*THE PROBLEM:*
Word for word, transcribe the lines from the one containing "Target: chrome faucet" through the end of the entries, both included, and nothing else.

Location annotation dataset excerpts:
§ §

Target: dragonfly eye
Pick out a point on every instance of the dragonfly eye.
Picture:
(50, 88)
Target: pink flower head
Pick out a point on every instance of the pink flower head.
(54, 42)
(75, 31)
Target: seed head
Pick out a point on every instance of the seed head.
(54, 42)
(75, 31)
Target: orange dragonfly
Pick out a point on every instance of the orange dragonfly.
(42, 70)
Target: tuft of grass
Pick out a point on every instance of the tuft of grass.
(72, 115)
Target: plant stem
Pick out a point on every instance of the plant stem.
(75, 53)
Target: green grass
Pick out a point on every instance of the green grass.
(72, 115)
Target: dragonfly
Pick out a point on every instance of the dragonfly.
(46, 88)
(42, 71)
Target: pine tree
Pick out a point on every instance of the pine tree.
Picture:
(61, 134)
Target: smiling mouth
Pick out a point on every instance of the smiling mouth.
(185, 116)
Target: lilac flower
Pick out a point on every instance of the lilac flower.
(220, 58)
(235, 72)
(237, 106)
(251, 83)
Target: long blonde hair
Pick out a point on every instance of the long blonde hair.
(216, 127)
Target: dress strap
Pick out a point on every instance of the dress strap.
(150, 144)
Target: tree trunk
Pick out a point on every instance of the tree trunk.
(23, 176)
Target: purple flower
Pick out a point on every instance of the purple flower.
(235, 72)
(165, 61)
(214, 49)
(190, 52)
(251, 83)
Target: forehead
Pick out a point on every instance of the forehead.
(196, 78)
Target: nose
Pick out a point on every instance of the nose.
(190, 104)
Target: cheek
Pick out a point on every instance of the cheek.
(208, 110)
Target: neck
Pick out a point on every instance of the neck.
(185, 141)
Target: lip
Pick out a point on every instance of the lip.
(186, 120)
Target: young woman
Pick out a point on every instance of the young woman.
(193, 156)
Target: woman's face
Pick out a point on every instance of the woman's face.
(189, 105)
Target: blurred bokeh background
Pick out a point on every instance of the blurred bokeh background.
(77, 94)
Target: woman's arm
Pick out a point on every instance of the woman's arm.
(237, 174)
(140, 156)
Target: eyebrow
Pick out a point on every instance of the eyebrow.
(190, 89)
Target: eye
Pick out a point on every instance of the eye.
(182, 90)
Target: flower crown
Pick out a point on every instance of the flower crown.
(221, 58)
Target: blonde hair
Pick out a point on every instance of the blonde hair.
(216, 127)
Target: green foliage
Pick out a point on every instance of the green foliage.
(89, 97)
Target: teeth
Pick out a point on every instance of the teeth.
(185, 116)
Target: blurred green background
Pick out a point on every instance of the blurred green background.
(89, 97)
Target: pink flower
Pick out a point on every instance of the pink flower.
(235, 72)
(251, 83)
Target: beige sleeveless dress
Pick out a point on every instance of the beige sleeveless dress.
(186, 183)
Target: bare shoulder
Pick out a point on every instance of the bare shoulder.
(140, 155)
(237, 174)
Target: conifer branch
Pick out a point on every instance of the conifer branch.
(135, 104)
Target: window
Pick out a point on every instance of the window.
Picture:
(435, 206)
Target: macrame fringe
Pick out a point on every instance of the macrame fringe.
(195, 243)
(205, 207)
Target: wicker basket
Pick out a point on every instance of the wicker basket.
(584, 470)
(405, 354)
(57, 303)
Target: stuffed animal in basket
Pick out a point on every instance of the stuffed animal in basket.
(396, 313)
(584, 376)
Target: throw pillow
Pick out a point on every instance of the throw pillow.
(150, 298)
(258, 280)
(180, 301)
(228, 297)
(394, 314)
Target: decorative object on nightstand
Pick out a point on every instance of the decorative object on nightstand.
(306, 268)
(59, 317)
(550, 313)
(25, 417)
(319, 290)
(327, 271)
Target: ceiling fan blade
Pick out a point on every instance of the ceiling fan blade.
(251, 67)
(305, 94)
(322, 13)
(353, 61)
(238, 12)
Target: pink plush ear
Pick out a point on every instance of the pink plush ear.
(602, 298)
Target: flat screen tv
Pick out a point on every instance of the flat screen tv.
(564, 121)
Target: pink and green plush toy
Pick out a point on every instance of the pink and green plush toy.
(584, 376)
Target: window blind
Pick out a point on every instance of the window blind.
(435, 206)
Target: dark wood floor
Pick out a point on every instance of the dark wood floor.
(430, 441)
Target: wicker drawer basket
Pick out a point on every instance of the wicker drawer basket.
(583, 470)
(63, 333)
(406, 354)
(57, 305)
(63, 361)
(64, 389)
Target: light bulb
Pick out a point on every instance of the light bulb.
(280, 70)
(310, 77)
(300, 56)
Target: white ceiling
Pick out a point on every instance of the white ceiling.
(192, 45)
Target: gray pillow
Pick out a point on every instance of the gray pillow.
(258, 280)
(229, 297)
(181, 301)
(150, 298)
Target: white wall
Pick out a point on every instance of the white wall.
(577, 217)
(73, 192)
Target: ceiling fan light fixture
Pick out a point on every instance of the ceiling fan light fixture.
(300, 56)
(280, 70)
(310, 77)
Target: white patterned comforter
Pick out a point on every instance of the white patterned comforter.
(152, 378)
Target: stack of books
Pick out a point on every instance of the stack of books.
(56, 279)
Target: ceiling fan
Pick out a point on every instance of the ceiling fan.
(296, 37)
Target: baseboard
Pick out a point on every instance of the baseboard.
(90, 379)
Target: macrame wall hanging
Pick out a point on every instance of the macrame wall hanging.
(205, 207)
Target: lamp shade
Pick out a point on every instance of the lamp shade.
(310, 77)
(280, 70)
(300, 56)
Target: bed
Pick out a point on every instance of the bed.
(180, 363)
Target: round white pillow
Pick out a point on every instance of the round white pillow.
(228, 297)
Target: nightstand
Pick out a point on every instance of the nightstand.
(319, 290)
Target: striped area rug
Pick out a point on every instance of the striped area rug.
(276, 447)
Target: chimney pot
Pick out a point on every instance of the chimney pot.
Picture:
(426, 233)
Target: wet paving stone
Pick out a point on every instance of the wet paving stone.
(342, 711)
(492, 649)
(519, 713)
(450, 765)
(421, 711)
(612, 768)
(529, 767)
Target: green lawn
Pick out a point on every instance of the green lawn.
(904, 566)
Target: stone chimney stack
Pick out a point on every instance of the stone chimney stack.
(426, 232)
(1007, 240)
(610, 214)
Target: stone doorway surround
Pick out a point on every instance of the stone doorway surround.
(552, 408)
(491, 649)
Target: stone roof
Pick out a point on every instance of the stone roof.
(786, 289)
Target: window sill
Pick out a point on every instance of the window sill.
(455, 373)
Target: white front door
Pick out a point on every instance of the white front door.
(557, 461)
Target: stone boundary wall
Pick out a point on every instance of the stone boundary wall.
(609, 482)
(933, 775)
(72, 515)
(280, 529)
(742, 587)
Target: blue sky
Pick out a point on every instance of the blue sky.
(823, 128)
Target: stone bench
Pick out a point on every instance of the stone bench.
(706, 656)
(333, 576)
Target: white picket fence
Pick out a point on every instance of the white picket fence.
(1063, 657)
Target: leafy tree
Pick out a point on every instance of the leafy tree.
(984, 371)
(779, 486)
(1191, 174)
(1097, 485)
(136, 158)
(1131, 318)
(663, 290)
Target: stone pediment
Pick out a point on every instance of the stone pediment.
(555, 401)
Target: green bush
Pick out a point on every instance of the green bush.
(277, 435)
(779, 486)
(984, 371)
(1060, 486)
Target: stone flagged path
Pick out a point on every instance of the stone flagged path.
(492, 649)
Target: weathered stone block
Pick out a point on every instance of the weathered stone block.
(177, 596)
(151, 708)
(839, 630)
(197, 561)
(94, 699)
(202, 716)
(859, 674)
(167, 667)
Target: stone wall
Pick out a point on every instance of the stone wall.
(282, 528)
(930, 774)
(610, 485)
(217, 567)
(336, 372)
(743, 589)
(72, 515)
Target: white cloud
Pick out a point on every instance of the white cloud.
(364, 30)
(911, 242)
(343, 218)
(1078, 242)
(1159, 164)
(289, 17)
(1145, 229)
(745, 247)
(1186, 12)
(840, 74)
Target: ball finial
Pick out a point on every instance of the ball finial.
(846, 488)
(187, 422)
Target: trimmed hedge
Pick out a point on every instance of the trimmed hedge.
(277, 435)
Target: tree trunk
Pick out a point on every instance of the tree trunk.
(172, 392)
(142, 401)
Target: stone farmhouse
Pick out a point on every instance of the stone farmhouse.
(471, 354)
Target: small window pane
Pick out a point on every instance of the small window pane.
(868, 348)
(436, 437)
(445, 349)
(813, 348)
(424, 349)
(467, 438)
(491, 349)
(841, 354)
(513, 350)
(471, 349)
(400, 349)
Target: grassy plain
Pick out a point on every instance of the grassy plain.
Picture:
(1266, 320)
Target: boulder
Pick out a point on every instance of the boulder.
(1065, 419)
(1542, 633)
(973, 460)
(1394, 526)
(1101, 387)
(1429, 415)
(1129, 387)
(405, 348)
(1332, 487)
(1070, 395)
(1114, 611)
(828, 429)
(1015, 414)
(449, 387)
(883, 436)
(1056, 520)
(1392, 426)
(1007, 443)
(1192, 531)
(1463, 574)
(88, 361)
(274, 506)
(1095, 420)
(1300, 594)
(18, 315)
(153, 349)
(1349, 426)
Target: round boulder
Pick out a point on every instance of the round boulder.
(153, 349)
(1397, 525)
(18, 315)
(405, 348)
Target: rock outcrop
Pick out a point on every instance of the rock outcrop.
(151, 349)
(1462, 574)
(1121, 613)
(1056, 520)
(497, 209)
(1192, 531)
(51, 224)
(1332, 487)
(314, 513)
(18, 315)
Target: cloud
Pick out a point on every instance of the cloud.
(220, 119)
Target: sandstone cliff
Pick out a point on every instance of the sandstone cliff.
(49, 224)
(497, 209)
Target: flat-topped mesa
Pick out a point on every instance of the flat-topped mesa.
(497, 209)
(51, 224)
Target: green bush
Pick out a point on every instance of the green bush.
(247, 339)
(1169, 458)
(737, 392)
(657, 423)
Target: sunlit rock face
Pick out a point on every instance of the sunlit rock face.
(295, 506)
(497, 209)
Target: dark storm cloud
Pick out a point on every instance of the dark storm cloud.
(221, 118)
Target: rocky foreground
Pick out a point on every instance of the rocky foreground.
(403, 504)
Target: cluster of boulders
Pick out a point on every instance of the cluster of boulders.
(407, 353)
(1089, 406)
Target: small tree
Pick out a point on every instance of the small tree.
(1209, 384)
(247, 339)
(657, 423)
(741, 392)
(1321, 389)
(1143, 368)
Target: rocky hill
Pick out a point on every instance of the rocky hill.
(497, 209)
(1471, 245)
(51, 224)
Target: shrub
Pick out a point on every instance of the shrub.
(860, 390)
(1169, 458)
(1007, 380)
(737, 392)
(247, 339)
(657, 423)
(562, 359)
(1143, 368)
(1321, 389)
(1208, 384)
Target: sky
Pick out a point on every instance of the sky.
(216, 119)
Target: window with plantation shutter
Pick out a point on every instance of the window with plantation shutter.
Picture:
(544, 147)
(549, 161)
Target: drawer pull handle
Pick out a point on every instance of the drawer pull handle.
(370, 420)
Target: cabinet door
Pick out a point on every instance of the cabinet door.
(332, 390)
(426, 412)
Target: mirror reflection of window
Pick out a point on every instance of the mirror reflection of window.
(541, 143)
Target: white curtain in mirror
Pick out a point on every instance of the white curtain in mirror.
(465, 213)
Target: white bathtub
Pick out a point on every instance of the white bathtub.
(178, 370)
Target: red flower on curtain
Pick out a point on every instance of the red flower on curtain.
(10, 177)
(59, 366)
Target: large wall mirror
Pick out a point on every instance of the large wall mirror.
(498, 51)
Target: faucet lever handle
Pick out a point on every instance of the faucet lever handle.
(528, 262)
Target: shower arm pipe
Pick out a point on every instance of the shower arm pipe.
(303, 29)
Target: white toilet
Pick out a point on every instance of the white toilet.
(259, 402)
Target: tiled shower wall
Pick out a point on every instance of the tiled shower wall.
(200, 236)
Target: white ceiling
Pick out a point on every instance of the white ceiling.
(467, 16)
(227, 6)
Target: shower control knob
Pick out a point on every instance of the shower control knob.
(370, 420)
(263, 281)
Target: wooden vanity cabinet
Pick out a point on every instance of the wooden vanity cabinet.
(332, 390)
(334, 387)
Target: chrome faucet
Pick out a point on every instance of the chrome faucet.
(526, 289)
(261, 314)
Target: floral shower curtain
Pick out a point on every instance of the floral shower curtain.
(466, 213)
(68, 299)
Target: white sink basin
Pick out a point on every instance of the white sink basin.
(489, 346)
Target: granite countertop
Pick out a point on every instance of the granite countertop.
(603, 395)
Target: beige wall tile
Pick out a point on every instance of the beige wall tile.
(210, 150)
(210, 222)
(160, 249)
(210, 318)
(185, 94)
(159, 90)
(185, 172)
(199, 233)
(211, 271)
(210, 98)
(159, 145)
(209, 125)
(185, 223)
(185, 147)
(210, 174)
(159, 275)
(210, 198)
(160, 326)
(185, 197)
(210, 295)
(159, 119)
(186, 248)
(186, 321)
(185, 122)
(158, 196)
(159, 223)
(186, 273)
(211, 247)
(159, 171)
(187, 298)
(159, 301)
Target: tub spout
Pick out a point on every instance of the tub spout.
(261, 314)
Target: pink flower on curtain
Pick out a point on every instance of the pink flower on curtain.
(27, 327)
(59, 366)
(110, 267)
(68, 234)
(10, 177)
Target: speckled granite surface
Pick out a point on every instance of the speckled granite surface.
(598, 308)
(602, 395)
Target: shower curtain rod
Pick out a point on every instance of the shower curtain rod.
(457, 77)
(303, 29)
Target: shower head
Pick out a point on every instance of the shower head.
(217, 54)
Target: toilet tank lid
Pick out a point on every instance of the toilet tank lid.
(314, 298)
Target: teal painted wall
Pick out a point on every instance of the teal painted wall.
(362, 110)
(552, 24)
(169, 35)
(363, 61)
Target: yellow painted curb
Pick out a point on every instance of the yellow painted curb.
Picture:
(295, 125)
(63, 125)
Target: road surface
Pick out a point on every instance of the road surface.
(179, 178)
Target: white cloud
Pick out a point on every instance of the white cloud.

§ §

*EXPECTED ANSWER:*
Target: chrome faucet
Pick out a point on every instance of the chrome faucet.
(526, 289)
(261, 314)
Target: floral shower curtain
Pick out a point on every instance of the floral shower curtain.
(466, 213)
(68, 299)
Target: white sink basin
Pick out a point on every instance of the white sink basin.
(489, 346)
Target: granite countertop
Pick out a point on every instance of the granite countertop.
(603, 395)
Target: beige wall tile
Pick out a point on every instance of the beige wall tile.
(210, 150)
(210, 222)
(160, 249)
(210, 318)
(185, 94)
(159, 90)
(185, 172)
(199, 233)
(211, 271)
(210, 98)
(159, 145)
(209, 125)
(185, 223)
(185, 147)
(210, 174)
(159, 275)
(210, 198)
(160, 326)
(185, 197)
(210, 295)
(159, 119)
(186, 248)
(186, 321)
(185, 122)
(158, 196)
(159, 223)
(186, 273)
(211, 247)
(159, 171)
(187, 298)
(159, 301)
Target: tub spout
Pick out a point on every instance of the tub spout.
(261, 314)
Target: pink flower on curtain
Pick out a point on every instance of the pink flower on curtain.
(27, 327)
(59, 366)
(110, 267)
(68, 234)
(10, 177)
Target: speckled granite surface
Pick out a point on every instance of the speckled granite surface.
(598, 308)
(602, 395)
Target: shower curtain rod
Pick out a point on every instance of the shower curtain rod.
(457, 77)
(303, 29)
Target: shower head
Pick out a point on every instance of the shower head.
(217, 54)
Target: toilet tank lid
Pick out a point on every instance of the toilet tank lid.
(314, 298)
Target: teal painted wall
Pick out a point on every instance of the teal painted wall.
(362, 110)
(552, 24)
(169, 35)
(363, 61)
Target: yellow painted curb
Pick out a point on every instance of the yellow painted curb.
Picture:
(295, 125)
(63, 125)
Target: road surface
Pick out a point on every instance of the road surface.
(179, 178)
Target: white cloud
Pick out a point on every instance of the white cloud.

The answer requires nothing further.